• [EXERCISE]
Write out the records again exactly. Nothing should be dropped.

• [SOURCE INFORMATION]

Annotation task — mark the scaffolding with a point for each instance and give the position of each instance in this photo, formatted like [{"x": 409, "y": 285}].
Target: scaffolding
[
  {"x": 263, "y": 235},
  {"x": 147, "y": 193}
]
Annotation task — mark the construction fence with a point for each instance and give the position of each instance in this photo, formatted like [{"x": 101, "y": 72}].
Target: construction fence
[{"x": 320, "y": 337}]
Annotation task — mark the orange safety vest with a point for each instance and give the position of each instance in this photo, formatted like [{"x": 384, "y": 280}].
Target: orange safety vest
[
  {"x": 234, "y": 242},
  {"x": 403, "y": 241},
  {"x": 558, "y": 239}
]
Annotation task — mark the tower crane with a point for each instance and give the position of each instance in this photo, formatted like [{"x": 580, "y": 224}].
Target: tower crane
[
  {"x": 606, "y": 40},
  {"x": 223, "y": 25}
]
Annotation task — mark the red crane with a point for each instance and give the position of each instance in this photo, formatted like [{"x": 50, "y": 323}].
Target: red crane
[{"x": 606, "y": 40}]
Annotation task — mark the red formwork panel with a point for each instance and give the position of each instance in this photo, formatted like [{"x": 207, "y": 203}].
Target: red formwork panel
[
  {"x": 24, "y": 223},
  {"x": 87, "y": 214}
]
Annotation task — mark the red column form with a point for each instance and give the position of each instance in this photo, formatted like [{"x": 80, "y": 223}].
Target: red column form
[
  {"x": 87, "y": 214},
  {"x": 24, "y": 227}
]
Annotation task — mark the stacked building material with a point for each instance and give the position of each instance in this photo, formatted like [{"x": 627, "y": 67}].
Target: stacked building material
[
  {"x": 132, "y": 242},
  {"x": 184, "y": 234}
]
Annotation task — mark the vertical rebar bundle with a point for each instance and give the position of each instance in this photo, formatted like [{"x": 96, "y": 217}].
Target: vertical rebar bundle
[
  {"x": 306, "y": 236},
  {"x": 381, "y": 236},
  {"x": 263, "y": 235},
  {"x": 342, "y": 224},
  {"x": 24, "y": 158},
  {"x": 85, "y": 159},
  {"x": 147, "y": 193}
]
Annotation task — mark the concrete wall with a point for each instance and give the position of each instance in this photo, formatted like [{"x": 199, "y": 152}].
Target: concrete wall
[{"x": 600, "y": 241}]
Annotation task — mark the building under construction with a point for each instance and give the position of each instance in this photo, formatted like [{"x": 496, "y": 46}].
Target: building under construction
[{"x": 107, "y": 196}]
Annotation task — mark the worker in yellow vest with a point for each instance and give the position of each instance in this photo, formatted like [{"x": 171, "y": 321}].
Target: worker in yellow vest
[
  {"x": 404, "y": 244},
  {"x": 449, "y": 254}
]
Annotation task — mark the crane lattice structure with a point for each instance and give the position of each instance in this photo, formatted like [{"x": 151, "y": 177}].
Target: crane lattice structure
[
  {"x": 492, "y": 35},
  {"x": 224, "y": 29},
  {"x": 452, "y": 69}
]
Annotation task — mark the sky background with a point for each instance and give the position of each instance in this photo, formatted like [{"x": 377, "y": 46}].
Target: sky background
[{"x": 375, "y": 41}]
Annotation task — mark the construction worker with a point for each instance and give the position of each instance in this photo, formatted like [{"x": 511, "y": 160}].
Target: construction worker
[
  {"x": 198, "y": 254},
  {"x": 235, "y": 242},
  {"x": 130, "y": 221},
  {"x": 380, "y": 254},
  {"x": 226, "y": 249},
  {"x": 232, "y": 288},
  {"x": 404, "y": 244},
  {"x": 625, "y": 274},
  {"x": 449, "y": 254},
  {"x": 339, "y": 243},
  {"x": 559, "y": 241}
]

• [TASK OUTPUT]
Annotation task — mark the scaffolding with a point for each instance and give the position of each instance in this photo, formatted like [{"x": 409, "y": 285}].
Target: scaffolding
[
  {"x": 263, "y": 235},
  {"x": 147, "y": 193}
]
Annotation task — mark the construction fence with a point for each instance and give the position of each instance in this photo, formatted like [{"x": 101, "y": 72}].
Target: construction fence
[{"x": 320, "y": 337}]
Annotation task — mark the orange safety vest with a point for each instance and give the position of each instance in this photo, formatted like [{"x": 384, "y": 280}].
Target: orange safety vest
[
  {"x": 234, "y": 242},
  {"x": 403, "y": 241},
  {"x": 558, "y": 239}
]
Annotation task — mark the tower crane with a point for each instance and give the position of each instance in this photo, formatted like [{"x": 580, "y": 224}].
Target: tower crane
[
  {"x": 606, "y": 40},
  {"x": 223, "y": 25}
]
Annotation task — mark the red crane with a point for each instance and give the position of each instance in this photo, formatted like [{"x": 50, "y": 323}].
Target: red crane
[{"x": 606, "y": 40}]
Annotation task — mark the red formwork panel with a point for each instance and give the position of each instance in this photo, formatted like [{"x": 207, "y": 203}].
Target: red formwork panel
[
  {"x": 24, "y": 223},
  {"x": 87, "y": 214}
]
Annotation task — mark the red column form with a point for each instance and give the position of each instance in this photo, formatted like [{"x": 80, "y": 223}].
Target: red column form
[
  {"x": 87, "y": 214},
  {"x": 24, "y": 227}
]
Annotation task — mark the stacked building material with a point for each instance and give the position of each instance in this photo, formatted like [{"x": 627, "y": 67}].
Target: stacked building material
[
  {"x": 132, "y": 242},
  {"x": 184, "y": 234}
]
Annotation task — mark the vertical rebar bundle with a point for each instance and give the position of each instance in this photo, formatted like [{"x": 96, "y": 217}].
Target: vertical rebar bundle
[
  {"x": 306, "y": 236},
  {"x": 381, "y": 236},
  {"x": 263, "y": 235},
  {"x": 342, "y": 224},
  {"x": 24, "y": 158},
  {"x": 85, "y": 159},
  {"x": 147, "y": 193}
]
Annotation task — mark the concrete wall with a point for each instance and give the position of each instance in this photo, formatted like [{"x": 199, "y": 152}].
Target: concrete wall
[{"x": 600, "y": 241}]
Annotation task — mark the building under construction with a point for each instance and give the position of each instance in this photo, formatted like [{"x": 496, "y": 46}].
Target: building under construction
[{"x": 107, "y": 196}]
Annotation task — mark the worker in yellow vest with a point for each instance and give the position of each instance in this photo, formatted like [{"x": 171, "y": 321}].
Target: worker in yellow vest
[
  {"x": 404, "y": 244},
  {"x": 449, "y": 254}
]
Annotation task — mark the crane lattice structure with a point for each instance and give the position of each instance in this photo, formatted like [{"x": 151, "y": 177}].
Target: crane lattice structure
[
  {"x": 492, "y": 35},
  {"x": 224, "y": 29},
  {"x": 452, "y": 69}
]
Annotation task — mark the sky background with a point for each instance and give the position of each instance in this photo, formatted like [{"x": 377, "y": 46}].
Target: sky background
[{"x": 375, "y": 41}]
Annotation task — mark the construction worker with a point for each instance and give the position of each instance in this photo, formatted like [{"x": 511, "y": 160}].
Target: construction worker
[
  {"x": 198, "y": 254},
  {"x": 235, "y": 242},
  {"x": 130, "y": 221},
  {"x": 380, "y": 254},
  {"x": 226, "y": 249},
  {"x": 232, "y": 288},
  {"x": 404, "y": 244},
  {"x": 625, "y": 274},
  {"x": 449, "y": 254},
  {"x": 339, "y": 243},
  {"x": 559, "y": 241}
]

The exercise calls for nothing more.